**THE REQUEST:** Extract the full listing below without altering a single character.

**MATERIAL PROVIDED:**

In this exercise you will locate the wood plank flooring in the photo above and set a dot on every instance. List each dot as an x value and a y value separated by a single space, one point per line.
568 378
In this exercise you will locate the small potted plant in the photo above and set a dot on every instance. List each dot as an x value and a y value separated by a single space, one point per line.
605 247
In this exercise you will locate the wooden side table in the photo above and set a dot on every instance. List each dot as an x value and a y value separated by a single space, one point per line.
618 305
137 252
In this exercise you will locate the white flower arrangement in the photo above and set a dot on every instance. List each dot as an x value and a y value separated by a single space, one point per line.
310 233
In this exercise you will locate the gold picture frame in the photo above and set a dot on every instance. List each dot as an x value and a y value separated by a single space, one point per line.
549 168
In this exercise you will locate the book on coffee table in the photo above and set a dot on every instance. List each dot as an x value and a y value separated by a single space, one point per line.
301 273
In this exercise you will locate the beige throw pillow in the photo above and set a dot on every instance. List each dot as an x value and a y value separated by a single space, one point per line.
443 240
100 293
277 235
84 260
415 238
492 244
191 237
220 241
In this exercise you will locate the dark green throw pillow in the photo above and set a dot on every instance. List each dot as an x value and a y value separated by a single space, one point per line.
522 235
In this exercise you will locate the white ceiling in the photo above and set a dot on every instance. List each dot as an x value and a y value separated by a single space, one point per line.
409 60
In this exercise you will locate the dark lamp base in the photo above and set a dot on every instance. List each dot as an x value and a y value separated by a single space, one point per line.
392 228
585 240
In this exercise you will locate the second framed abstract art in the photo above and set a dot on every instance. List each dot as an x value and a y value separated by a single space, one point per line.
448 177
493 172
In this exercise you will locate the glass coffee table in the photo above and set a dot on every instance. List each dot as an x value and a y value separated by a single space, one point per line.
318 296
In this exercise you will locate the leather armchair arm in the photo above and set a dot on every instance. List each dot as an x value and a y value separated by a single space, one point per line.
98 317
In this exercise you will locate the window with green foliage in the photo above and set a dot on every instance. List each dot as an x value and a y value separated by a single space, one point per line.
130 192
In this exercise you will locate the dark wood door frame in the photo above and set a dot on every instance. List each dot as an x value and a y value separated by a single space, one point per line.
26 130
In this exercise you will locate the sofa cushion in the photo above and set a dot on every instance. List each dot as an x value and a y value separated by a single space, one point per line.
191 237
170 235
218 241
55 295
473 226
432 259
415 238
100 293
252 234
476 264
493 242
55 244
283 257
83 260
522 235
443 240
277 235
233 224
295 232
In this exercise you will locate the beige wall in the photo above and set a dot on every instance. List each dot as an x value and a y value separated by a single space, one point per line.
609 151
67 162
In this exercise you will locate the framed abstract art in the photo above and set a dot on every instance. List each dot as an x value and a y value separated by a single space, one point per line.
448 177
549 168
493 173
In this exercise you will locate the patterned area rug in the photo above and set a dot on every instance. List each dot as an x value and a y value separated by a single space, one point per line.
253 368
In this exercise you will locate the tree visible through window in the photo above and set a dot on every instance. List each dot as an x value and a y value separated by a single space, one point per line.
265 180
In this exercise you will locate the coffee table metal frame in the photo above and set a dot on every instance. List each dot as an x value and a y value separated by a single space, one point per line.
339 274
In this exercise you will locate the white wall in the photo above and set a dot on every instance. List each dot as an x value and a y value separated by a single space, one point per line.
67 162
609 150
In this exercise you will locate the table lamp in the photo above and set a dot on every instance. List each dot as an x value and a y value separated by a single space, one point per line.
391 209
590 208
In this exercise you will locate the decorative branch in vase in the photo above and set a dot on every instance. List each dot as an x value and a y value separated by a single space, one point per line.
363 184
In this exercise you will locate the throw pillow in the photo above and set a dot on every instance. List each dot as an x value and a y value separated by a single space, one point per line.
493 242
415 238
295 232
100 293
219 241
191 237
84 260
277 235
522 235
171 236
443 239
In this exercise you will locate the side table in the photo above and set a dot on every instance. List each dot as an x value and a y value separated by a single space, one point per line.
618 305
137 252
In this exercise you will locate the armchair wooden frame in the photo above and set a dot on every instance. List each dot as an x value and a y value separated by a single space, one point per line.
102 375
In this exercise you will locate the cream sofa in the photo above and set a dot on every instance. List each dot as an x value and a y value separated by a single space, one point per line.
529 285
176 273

**RESPONSE:**
In this exercise you will locate the wood plank flooring in the photo above and set a dot on every instance. List each dot as an x value and a y value separated by a single space, one point per line.
568 378
In this exercise you will locate the small potted plant in the photo above and set a dot on every instance. List each dot as an x value and a y value separated by a single space, one point per line.
605 247
In this exercise you will locate the wooden side table in the photo above and set a dot on every instance. List each dot as an x value and a y value separated by a single space, one point per line.
618 305
137 252
In this exercise you will locate the white flower arrangement in the photo above and set a dot on every instance. List each dot as an x value and a y value separated by a single space, one point per line.
310 233
In this exercise you will locate the gold picture frame in the photo above and set a dot on every instance. List each dot as an x value and a y value separated by a single space, one point per line.
549 168
In this exercise you will locate the book on coffee table in the photo above and set a dot on every instance. List each dot as an x value and a y value separated by a single space, one point per line.
301 273
In this exercise you will locate the beige throw pillow in the photo above and set a dot on every instance. List each dot as an x value and a y value separated by a single space, one point per line.
443 240
100 293
277 235
84 260
415 238
492 244
191 237
220 241
In this exercise you will locate the dark green throw pillow in the photo above and set a dot on every instance. List each dot as an x value and a y value separated by a single space, one point per line.
522 235
In this exercise you will locate the white ceiling in the photo above and set a dot on every instance. List each dot as an x value and a y value separated by a single space, one point per line.
409 60
In this exercise you will locate the dark lamp base in the photo above and set a dot on every instance. List each dot as an x value and a y value separated by a single space, one point per line.
392 228
585 240
In this exercise you will locate the second framed abstract art in the photo above and set a dot on every instance. List each dot as an x value and a y value separated by a single space, one point per line.
448 177
493 172
In this exercise you will locate the glass coffee table in the photo above and set a dot on every instance. List each dot as an x value and a y value separated by a single space, one point per line.
318 296
In this exercise you will locate the leather armchair arm in the photo above and set a dot on every instance. List each dot as an x value and a y value separated by a single space, one point per line.
98 317
In this exercise you will locate the window with green foliage in the photo above and set a dot on every instance. List each dot as an x value and a y value separated by a single space, one point per line.
130 192
In this exercise you will locate the dark wood door frame in the photo above and set a dot on every instance. List each dot as an x value and a y value separated by a single space, one point per line.
26 130
In this exercise you will locate the sofa cushion in the photo above and set a dot on every instance. List each dot as an x value and a y value separated by a single space, one point per line.
191 237
170 235
218 241
55 295
473 226
432 259
415 238
100 293
252 234
476 264
493 242
55 244
283 257
83 260
522 235
443 240
277 235
233 224
295 232
In this exercise you will locate the beige wall in the photo above and set a dot on every instance. List each dot as an x value and a y value separated by a single space, one point per line.
609 151
67 162
In this exercise you will locate the framed abstract art in the photo above and set a dot on every instance. List each dot as an x value and a y value separated by a single space, one point per line.
448 177
549 168
493 173
In this exercise you will locate the patterned area rug in the photo above and set a dot on every instance. List each dot as an x value and a y value separated by a single space, one point per line.
253 368
In this exercise you will locate the tree visible through window in the photo above and set a dot on every instance. List each dot as an x value and a y value separated by a single space, one point per line.
265 180
In this exercise you will locate the coffee table metal frame in the photo above and set a dot on every instance. List each dot as an x value and a y value separated by a single space, one point per line.
339 274
In this exercise you will locate the white wall in the photo above and set a dot on every instance. List each dot as an x value and a y value separated by a single space, one point per line.
67 162
609 150
In this exercise you will locate the table lamp in the photo above and set a dot on every instance. List each dot as an x value and a y value separated by a single space, one point per line.
391 209
590 208
In this exercise you will locate the decorative branch in vase in the photo above and set a dot on every instance. List each dot as an x value and a y value separated by a single space, one point per line.
363 184
In this exercise you will locate the throw pillow in the photo above and set a dot on every instance. List each dot as an x value and a y value separated by a single space, one point per line.
493 242
415 238
295 232
100 293
219 241
191 237
84 260
277 235
522 235
171 236
443 239
In this exercise you will locate the side table in the photo above and set a dot on every instance. List each dot as an x value and a y value separated by a single space, one point per line.
618 305
137 252
In this exercise you will locate the armchair wooden frame in the photo above and set a dot on every instance. List each dot as an x value and a y value separated by a single space, one point per line.
102 375
In this exercise you will locate the cream sofa in the photo above and set a dot on every instance. List each dot as an x value and a y value separated by a single space, one point per line.
529 285
176 273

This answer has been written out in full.